The records appear below. Repeat them exactly.

[Stored records]
Content starts
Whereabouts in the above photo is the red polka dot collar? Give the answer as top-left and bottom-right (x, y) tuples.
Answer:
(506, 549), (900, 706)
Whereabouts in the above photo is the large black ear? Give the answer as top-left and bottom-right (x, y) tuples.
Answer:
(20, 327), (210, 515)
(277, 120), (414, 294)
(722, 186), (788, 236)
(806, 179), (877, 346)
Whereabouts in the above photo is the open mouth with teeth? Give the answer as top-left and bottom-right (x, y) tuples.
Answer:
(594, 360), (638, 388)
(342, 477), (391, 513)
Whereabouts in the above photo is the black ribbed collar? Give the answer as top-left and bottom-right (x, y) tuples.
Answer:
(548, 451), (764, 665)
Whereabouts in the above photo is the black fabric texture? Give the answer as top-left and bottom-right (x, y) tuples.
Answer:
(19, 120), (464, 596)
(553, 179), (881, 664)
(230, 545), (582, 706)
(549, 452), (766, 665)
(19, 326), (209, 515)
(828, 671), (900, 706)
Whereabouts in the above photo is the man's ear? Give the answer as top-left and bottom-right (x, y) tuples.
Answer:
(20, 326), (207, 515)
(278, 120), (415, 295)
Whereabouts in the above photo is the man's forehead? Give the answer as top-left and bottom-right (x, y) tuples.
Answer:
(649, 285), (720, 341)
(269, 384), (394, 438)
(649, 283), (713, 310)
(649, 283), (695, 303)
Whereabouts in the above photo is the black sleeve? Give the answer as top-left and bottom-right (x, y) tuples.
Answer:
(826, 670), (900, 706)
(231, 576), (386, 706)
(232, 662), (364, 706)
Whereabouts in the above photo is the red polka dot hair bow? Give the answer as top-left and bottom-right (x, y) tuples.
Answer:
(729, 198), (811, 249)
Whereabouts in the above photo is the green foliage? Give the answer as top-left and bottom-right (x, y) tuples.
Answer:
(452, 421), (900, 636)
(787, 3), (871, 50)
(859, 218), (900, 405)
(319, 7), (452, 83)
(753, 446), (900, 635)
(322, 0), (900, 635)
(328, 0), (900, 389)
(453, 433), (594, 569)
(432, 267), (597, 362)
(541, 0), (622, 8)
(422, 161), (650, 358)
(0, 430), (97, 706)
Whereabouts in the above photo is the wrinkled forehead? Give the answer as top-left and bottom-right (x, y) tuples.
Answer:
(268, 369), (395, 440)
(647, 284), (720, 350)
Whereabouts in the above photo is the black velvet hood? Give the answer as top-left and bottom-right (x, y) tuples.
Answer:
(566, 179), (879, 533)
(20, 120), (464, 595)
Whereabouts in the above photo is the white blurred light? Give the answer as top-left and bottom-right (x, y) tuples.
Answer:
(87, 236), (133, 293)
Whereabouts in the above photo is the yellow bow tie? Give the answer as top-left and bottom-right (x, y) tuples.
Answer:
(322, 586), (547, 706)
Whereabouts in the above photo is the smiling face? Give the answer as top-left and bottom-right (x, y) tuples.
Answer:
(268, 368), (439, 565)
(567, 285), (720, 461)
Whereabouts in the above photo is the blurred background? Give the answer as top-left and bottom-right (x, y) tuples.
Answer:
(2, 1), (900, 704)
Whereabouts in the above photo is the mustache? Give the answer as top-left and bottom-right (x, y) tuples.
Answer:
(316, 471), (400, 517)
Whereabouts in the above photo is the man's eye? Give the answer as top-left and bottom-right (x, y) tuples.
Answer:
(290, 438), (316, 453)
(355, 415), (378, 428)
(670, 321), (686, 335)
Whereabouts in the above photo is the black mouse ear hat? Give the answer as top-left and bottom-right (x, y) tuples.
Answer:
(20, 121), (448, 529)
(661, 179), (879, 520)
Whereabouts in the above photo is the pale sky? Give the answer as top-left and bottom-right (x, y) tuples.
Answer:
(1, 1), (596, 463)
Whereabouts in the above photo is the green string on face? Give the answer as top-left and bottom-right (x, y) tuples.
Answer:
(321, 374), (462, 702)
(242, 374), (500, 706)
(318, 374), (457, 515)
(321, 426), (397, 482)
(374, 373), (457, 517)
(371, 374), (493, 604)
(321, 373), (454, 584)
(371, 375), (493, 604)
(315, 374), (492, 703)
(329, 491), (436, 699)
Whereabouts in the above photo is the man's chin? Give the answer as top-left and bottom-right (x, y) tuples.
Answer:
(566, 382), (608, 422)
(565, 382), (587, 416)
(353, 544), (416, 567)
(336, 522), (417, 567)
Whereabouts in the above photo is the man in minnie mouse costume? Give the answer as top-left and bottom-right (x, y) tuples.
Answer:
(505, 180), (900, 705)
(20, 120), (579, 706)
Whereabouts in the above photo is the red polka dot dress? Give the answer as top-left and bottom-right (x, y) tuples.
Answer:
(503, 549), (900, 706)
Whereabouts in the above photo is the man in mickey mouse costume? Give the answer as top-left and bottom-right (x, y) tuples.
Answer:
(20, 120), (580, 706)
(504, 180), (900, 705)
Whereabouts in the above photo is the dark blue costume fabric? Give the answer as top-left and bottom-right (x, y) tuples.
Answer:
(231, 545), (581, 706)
Content ends
#### [SOLUTION TO THIS EXERCISE]
Whereabouts in the above photo is the red polka dot collar? Give the answer as top-left and bottom-right (x, y) tuples.
Answer:
(506, 549), (900, 706)
Whereabouts in the above photo is the large black ear? Give the answer as top-left and bottom-right (x, y) tuples.
Answer:
(20, 327), (210, 515)
(277, 120), (414, 294)
(722, 186), (788, 236)
(806, 179), (877, 346)
Whereabouts in the above photo is the open mouth with teeth? Give the answer as top-left and bottom-right (x, y) tuples.
Answer:
(594, 360), (638, 388)
(342, 477), (391, 513)
Whereabouts in the above photo is the black ribbed collar? Give the answer as top-left and bottom-right (x, y) tuples.
Answer:
(548, 451), (764, 665)
Whereabouts in the above photo is the black fabric texture? Give the answer as top-left and bottom-right (x, y) tuples.
Answer:
(19, 120), (464, 596)
(553, 179), (881, 664)
(230, 545), (582, 706)
(549, 452), (766, 665)
(19, 326), (209, 515)
(828, 671), (900, 706)
Whereabouts in the above photo is the man's ear? Give the answer as top-left and bottom-right (x, y) tuples.
Answer:
(20, 326), (207, 515)
(278, 120), (415, 295)
Whereabouts in the above photo is the man's forehead? Give the answer as top-left and bottom-right (x, y) tuples.
Answer:
(649, 285), (720, 341)
(269, 384), (394, 438)
(649, 283), (713, 310)
(649, 283), (695, 303)
Whereabouts in the above photo is the black sleeve? Give the answer as top-left and bottom-right (x, y) tuples.
Answer:
(826, 670), (900, 706)
(231, 576), (386, 706)
(232, 662), (364, 706)
Whereabouts in the above photo is the red polka dot hair bow? Give the answer as top-left and bottom-right (x, y) tuples.
Answer:
(729, 198), (811, 249)
Whereabouts in the above photo is the green foliage? Give the answer as top-left and bottom-right (x, y) tuples.
Answer:
(452, 421), (900, 636)
(787, 3), (871, 50)
(859, 218), (900, 405)
(319, 7), (452, 83)
(753, 446), (900, 635)
(322, 0), (900, 635)
(328, 0), (900, 389)
(453, 433), (594, 569)
(432, 267), (597, 362)
(541, 0), (622, 8)
(422, 161), (650, 358)
(0, 430), (97, 706)
Whereabouts in the above photo is the wrinkled forehead? Give the answer as top-left and bottom-right (x, y) tuples.
Answer:
(268, 369), (395, 440)
(647, 284), (720, 350)
Whereabouts in the above photo is the black velvet hood? Give the answer as top-left and bottom-right (x, y) tuples.
Answer:
(566, 179), (879, 533)
(20, 120), (464, 595)
Whereabouts in the above photo is the white blurred light? Give the answer as top-left and bottom-right (x, y) tuples.
Answer:
(87, 236), (133, 293)
Whereabouts in the above photo is the yellow bow tie? Give the answer as top-left and bottom-right (x, y) tuples.
Answer:
(322, 586), (547, 706)
Whereabouts in the above photo is the smiling face? Give the answer as top-left and bottom-right (x, y) tuples.
Answer:
(268, 368), (439, 565)
(567, 285), (720, 461)
Whereabouts in the above photo is the blurred background? Give the answer as top-left and bottom-right (x, y) tuples.
Answer:
(2, 1), (900, 704)
Whereabouts in the above photo is the mustache? Give the answer as top-left and bottom-right (x, y) tuples.
Answer:
(316, 471), (400, 517)
Whereabouts in the above photo is the man's eye? Give the answer as top-left and bottom-right (x, y) tuples.
Answer:
(290, 438), (316, 453)
(355, 415), (378, 428)
(670, 321), (686, 335)
Whereabouts in the above photo is the black mouse ear hat? Give the answer as top-left and bottom-right (x, y) tuples.
Answer:
(20, 121), (448, 529)
(661, 179), (879, 520)
Whereabouts in the above photo is the pale sky? Give the answer as top-left and bottom-right (x, y) tuples.
Answer:
(1, 1), (596, 463)
Whereabouts in the above photo is the green string on face? Give the answer as top-left and bottom-right (x, y) tuples.
Answer:
(321, 374), (462, 702)
(242, 374), (500, 706)
(318, 374), (457, 515)
(321, 426), (397, 482)
(374, 373), (457, 517)
(371, 374), (493, 604)
(321, 373), (454, 584)
(371, 375), (493, 604)
(315, 374), (492, 703)
(329, 491), (436, 699)
Whereabouts in the above photo is the man's chin? Give the answer as top-left and bottom-right (x, y) tuples.
Answer:
(566, 382), (608, 422)
(565, 382), (587, 416)
(353, 544), (416, 567)
(336, 522), (417, 567)
Whereabouts in the above photo is the man in minnie mouse costume? Give the answer as top-left and bottom-right (x, y) tuples.
Answer:
(505, 180), (900, 705)
(20, 120), (579, 706)
Whereabouts in the above photo is the red polka dot dress? Give the answer as top-left and bottom-right (x, y) tuples.
Answer:
(503, 549), (900, 706)
Whereabouts in the above photo is the man in mickey mouse costume? Give the answer as top-left and bottom-right (x, y) tuples.
Answer:
(20, 120), (580, 706)
(504, 180), (900, 705)
Whereabouts in the above photo is the dark blue costume fabric? Give the answer as top-left and bottom-right (x, y) tuples.
Answer:
(231, 545), (581, 706)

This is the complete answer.